| Problem requirements |
The data below is to be returned in full and exactly.

| Stored data |
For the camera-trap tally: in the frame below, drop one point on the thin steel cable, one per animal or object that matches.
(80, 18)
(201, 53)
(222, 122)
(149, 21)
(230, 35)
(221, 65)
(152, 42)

| Answer to this problem |
For the camera-trap tally: in the frame below, drop one point on the thin steel cable, one per animal or object that matches.
(80, 18)
(201, 53)
(222, 122)
(149, 21)
(230, 35)
(221, 65)
(152, 42)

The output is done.